** Consigne **
Poursuivez la critique du film Conclave à partir de sa dernière phrase.

** Texte source **
--------------------------------
Je comprends un certain nombre des critiques mitigées, mais je dois dire que ce que j'ai beaucoup apprécié dans ce long métrage, c'est ce côté « à l'ancienne » : c'est un film d'ambiance et de personnages. Chacun a sa personnalité, ses qualités mais aussi ses zones d'ombre, sans qu’on ne puisse jamais porter un jugement définitif sur eux (ou presque). Le réalisateur, Edward Berger, prend le temps de nous faire côtoyer ces personnages, et même ceux qui semblent antipathiques finissent parfois par nous toucher. Car le cinéaste allemand ne fait pas de mystère : ce sont avant tout des hommes, donc faillibles. Néanmoins, être homme d’église, et plus encore pape, nécessite une probité absolue. Le film enchaîne donc un certain nombre de révélations qui font fluctuer les votes du conclave.

Autre aspect intéressant de ce long métrage : il s’appesantit sur les doutes de ses personnages, et sur la quête d’un cardinal qui ait vraiment les qualités pour devenir pape. Si le propos du film n’est pas d’approfondir les questions de foi et spirituelles, il montre les tiraillements qu’éprouvent les cardinaux, notamment ceux les plus probes, entre pouvoir temporel et vertus spirituelles. Ainsi, aucun des candidats déclarés ou potentiels n’est vraiment complètement parfait pour le « poste ». Chacun d’entre eux a des faiblesses, et l’on se demande s’il sera vraiment en mesure d’assurer ce rôle si difficile.

Le côté « à l’ancienne » de ce film réside aussi dans cette réalisation particulièrement efficace. Elle cherche quelques effets, à rendre le tout grandiose sans non plus trop en faire, avec un équilibre entre grandeur, réalisme et modestie. Et à vrai dire je trouve que ça marche : quoi qu’on en pense, et on le voit en ce moment, l’élection d’un pape est un événement mondial. De plus, l’Eglise charrie une histoire plurimillénaire, et est la manifestation terrestre d’une spiritualité céleste. Avec ce qu’elle peut avoir de bon mais aussi tout ce qu’elle a de mauvais. Pour ce genre de film, un autre traitement aurait pu rendre le récit plat, terne, sans intérêt. Au contraire, Edward Berger montre bien les immenses enjeux d’un conclave, mais aussi toutes les contradictions de l’Eglise et de ses prélats, tiraillés entre tradition et modernité, passéisme et nouveauté, faste et pauvreté, vision rétrograde et progressiste…

A ce titre, j’ai du mal avec les critiques qui dénoncent le prétendu côté « woke » de ce film… Alors que je le découvre début mai 2025, il me paraît d’autant plus évident que ce long métrage s’est grandement inspiré du pontificat de François. Et même si considérer François comme un progressiste total est sans doute faux, il a été un pape tout de même assez progressiste, notamment par rapport à ses deux prédécesseurs. L’Eglise, en 2025, est bel et bien multiple, avec plein de courants spirituels et idéologiques, mais tout de même deux grandes lignes s’opposent et se font face, entre traditionalistes et progressistes. J’entends par là que sur cet aspect, désolé mais Conclave n’est pas « woke »… il est juste réaliste et très bien documenté.
--------------------------------
** Données affichées **
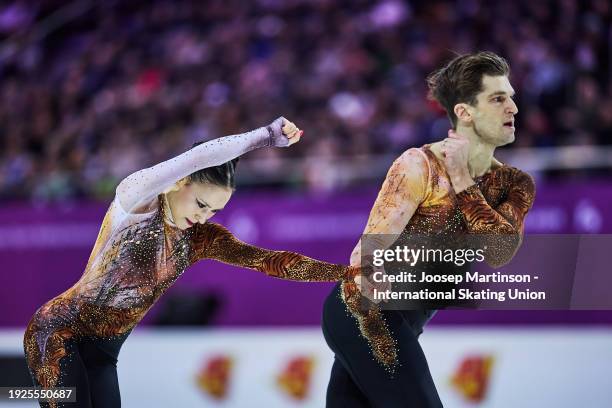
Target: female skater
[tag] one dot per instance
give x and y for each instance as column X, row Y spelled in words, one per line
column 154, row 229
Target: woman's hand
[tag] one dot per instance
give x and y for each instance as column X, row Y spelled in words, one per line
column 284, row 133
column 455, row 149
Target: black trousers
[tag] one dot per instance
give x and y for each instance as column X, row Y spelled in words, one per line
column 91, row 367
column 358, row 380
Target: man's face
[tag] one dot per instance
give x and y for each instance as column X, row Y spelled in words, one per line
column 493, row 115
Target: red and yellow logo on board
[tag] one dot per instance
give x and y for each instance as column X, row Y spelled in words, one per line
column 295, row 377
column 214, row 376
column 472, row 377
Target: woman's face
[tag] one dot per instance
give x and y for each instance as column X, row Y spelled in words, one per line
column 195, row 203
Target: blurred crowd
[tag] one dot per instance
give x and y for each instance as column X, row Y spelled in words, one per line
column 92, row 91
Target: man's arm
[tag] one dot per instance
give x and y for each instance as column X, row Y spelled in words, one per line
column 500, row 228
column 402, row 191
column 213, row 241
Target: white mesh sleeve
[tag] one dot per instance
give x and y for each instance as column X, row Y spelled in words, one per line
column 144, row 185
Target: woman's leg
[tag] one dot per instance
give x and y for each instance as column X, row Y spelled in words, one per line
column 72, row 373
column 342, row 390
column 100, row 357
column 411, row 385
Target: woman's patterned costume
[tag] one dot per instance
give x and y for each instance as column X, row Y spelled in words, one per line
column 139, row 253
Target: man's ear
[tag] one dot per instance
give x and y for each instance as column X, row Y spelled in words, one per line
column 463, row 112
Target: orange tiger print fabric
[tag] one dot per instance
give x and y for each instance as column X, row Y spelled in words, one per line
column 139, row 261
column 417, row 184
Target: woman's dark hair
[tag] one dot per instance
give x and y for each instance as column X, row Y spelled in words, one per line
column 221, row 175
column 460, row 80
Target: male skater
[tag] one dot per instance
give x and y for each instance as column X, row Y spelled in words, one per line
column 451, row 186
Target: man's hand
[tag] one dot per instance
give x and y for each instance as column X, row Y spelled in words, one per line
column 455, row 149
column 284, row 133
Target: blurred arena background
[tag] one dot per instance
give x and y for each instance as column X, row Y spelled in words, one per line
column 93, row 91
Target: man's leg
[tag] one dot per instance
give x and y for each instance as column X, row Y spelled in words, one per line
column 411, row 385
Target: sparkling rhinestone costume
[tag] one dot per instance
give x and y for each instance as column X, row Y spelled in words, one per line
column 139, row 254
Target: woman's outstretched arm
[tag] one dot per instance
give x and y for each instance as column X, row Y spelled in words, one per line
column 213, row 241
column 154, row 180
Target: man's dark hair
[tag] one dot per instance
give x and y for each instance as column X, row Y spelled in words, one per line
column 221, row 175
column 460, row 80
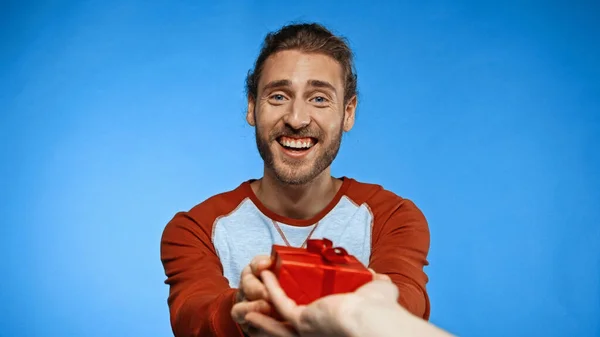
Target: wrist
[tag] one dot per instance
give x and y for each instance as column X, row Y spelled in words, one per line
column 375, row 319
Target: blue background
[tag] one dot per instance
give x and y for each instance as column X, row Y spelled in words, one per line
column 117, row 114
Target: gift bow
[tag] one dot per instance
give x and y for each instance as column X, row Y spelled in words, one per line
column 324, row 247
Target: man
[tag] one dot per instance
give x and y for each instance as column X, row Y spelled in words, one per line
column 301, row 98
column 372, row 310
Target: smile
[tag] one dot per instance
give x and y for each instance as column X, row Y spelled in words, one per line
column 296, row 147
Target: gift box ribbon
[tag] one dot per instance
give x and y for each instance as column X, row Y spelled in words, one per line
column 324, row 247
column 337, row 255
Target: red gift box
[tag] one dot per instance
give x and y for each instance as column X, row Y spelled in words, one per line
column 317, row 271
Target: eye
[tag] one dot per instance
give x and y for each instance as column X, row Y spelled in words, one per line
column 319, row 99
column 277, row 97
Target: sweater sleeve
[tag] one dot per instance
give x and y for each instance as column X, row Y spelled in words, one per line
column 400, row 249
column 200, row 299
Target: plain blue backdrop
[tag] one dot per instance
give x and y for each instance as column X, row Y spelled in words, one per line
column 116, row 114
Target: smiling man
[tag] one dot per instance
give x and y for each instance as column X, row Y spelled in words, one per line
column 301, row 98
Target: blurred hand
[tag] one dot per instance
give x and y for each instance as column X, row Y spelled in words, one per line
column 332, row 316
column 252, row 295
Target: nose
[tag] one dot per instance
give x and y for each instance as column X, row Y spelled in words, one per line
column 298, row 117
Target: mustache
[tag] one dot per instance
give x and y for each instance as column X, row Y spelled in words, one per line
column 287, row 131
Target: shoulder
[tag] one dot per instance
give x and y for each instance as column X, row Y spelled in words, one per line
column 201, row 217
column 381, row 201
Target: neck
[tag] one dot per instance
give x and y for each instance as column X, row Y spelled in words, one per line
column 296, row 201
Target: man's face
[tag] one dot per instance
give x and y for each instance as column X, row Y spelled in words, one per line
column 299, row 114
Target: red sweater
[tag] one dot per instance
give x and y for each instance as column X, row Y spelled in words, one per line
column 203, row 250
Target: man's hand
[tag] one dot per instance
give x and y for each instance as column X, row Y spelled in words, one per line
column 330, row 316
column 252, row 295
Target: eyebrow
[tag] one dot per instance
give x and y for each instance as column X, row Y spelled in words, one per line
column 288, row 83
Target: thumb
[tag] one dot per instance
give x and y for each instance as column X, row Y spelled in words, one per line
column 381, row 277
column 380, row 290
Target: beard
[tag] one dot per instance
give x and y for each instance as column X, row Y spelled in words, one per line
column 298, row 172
--------------------------------
** Réponse **
C’est d’ailleurs une de ses autres qualités, je ne connais pas tous les détails du fonctionnement de la papauté, du Vatican et de la curie, mais il semble que l’équipe du film se soit bien documentée et ait eu le souci de respecter le sujet. Tout paraît très vraisemblable, et les médias se sont d’ailleurs fait l’écho de combien un certain nombre de rituels effectués dans ce film sont vrais.

Néanmoins, malgré un certain nombre de qualités bien réelles, qui font que j’ai passé la majorité du film dans un état de jubilation et d’excitation, complètement pris par ce thriller haletant, à un moment… tout s’effondre. Déjà, les nombreux retournements de situation sont assez gros, mais ils restent tout de même relativement bien écrits, et plausibles. Mais le twist final vient tout remettre en perspective et ruiner le long métrage. En fait, Conclave n’avait clairement pas besoin de ça. Il aurait pu être un film de facture classique et honorable, traitant d’un sujet à la fois complexe et fascinant pour le commun des mortels, tout en nous amenant à questionner l’Eglise, ses membres et ses fidèles.

Mais ce twist final de petit malin confine ce long métrage au pur exercice de style. Voilà encore un de ces films anglo-saxons (car la production est bel et bien internationale) qui se rêve être un summum d’intelligence, et qui se révèle être d’une vacuité certaine, voire même d’un ridicule…

Toutefois, à mon sens ce twist complètement raté ne doit pas faire oublier tout le reste du film, qui me semble être tout à fait convenable. C’est juste dommage qu’après avoir fait monter la pression continuellement, jusqu’à ce qu’elle devienne quasiment insoutenable, le film fasse pschitt de la sorte, comme une vulgaire baudruche… Ce final grotesque ne doit pas faire oublier la qualité de tout le reste, qui reste de bonne tenue.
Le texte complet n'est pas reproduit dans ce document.